--- WHAT YOU NEED TO DO ---
Please revise the data below, replacing every "tight" with "snug" and changing nothing else, and leave the pictures out of your answer.

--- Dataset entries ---
◇ ◇ ◇ ◇

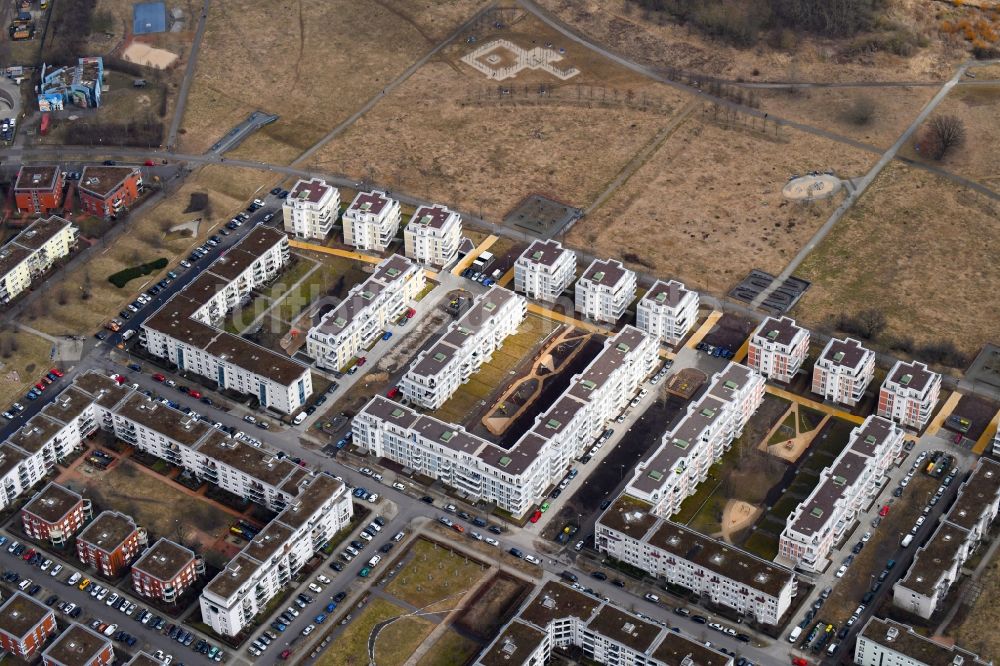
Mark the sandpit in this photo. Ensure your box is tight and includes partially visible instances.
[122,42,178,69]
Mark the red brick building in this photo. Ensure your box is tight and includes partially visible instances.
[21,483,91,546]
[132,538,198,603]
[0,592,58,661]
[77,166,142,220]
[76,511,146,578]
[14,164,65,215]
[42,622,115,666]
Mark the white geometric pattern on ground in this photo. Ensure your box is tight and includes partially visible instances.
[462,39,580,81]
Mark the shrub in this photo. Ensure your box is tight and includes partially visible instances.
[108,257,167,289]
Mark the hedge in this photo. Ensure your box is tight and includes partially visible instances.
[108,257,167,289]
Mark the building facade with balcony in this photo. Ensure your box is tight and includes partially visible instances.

◇ ◇ ◇ ◇

--- TASK ANSWER ---
Mark the sandpit in this photo. Ensure your box is snug and includes partially visible instances.
[122,42,178,69]
Mark the red brick building in this photo. Ensure your box is snug and includes partially visible instances.
[21,483,91,546]
[132,538,198,603]
[0,592,58,661]
[77,166,142,220]
[76,511,146,578]
[14,164,65,215]
[42,622,115,666]
Mark the white geometric pattern on ground in this photo. Ensure your box is snug and includes partially visible instances.
[462,39,580,81]
Mark the shrub in this photo. Ensure your box is snug and includes partially visible instances.
[108,257,167,289]
Mark the hedge in this photo. Ensure your box is snug and includes partially visible instances.
[108,257,167,289]
Mark the building facade with balcony in this photo. Ensure your box is snug and includes partially visible instances.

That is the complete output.